## Given request 1
Can you output every line of the point placement listing as a Markdown table with the columns "Row" and "Line", leaving out blank lines?

As Ring’s engineers put it plainly: “We use PostgreSQL as a vector database.” That’s not a workaround. It’s a deliberate architectural choice that consolidates relational and vector workloads into a single, well-understood tier — and one that met every production requirement without adding operational surface area.
By choosing Amazon RDS for PostgreSQL with pgvector, Ring transformed what could have been a costly infrastructure expansion into a capability extension. The architecture consolidates relational and vector workloads into a single, operationally optimized tier—meeting production requirements for cost, latency, and reliability without adding new failure modes or separate database infrastructure. This approach preserves headroom to scale beyond billion embeddings without architectural redesign, proving that the right choice is the one that fits your operational reality.
Solution overview: semantic video search with pgvector
The AI Video Search uses the Contrastive Language-Image Pre-training (CLIP) model to enable you to search video footage using natural-language queries. While CLIP is a model that supports multiple input modalities (text and images), Ring’s implementation specifically uses the model to generate vector embeddings from video frames captured at regular intervals. The system stores embeddings in a database and the embeddings are searched against text-based query embeddings to find the most relevant moments. The architecture uses managed AWS services to process billions of video frames daily while maintaining sub-second query latency.
Video ingestion and embedding generation
Figure 1: Video ingestion and embedding generation pipeline
- Video capture: Videos from Ring devices are stored in Amazon S3 buckets.
- Event-driven processing: S3 event notifications trigger processing workflows via Amazon Simple Queue Service (Amazon SQS) queues, which buffer incoming requests and decouple ingestion from processing-critical for handling traffic spikes during high-activity periods.

Point placement listing
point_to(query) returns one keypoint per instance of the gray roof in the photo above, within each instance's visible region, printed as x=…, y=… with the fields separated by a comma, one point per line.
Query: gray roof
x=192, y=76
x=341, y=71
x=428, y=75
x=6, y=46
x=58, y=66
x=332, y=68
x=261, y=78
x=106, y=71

## Given request 2
Can you write what comes next in the article on Ring's semantic video search with pgvector, starting after its final line?

## Written answer 1
| Row | Line |
|---|---|
| 1 | point_to(query) returns one keypoint per instance of the gray roof in the photo above, within each instance's visible region, printed as x=…, y=… with the fields separated by a comma, one point per line. |
| 2 | Query: gray roof |
| 3 | x=192, y=76 |
| 4 | x=341, y=71 |
| 5 | x=428, y=75 |
| 6 | x=6, y=46 |
| 7 | x=58, y=66 |
| 8 | x=332, y=68 |
| 9 | x=261, y=78 |
| 10 | x=106, y=71 |

## Written answer 2
- Embedding generation: The CLIP model, running on GPU-accelerated Amazon Elastic Container Service (Amazon ECS) instances, extracts frames at regular intervals from video recordings and generates 768-dimension vector embeddings for each frame. Each embedding captures the visual content of that moment in a format suitable for similarity search.
- Vector storage: Amazon RDS for PostgreSQL using the pgvector extension stores embeddings. Each video frame becomes a searchable record to find specific moments across weeks of footage.
Search query flow
Figure 2: Search query flow from user request to ranked results
- Natural-language query: A Ring user enters a search query such as “dog in my backyard” or “package delivery.”
- Query embedding: The query text is converted into a 768-dimension embedding using the same CLIP model used during ingestion.
- Similarity search: RDS for PostgreSQL performs similarity search using pgvector’s dot-product (inner product) distance operator across the user’s stored embeddings. Ring selected the dot-product operator for its computational efficiency with normalized embedding vectors.
- Ranked results: The database returns the most relevant video segments ranked by similarity score, delivering results to you in under 2 seconds.
Deep dive: architectural decisions
The architecture reflects several unconventional decisions that proved critical to achieving performance at this scale. Each was informed by extensive testing and the unique characteristics of video search workloads.
User-based table partitioning
The most impactful architectural decision was implementing table partitioning by user. Rather than storing embeddings in a single massive table, Ring creates a dedicated partition for each user’s data. The partition identifier combines user ID, device ID, and model version. Adding the model version supports straightforward upgrades when the embedding model changes.
The schema for each partition:
This partitioning strategy provides several benefits:
- Query performance: The PostgreSQL query optimizer uses partition constraints to skip irrelevant data, scanning only the target user’s partition (~1 GB) rather than the full dataset.
- Data isolation: Each user’s data is logically separated, supporting privacy and avoiding noisy-neighbor effects.
- Lifecycle management: Partitions can be created during user onboarding and dropped instantly when features are disabled or subscriptions expire-no expensive DELETE operations required.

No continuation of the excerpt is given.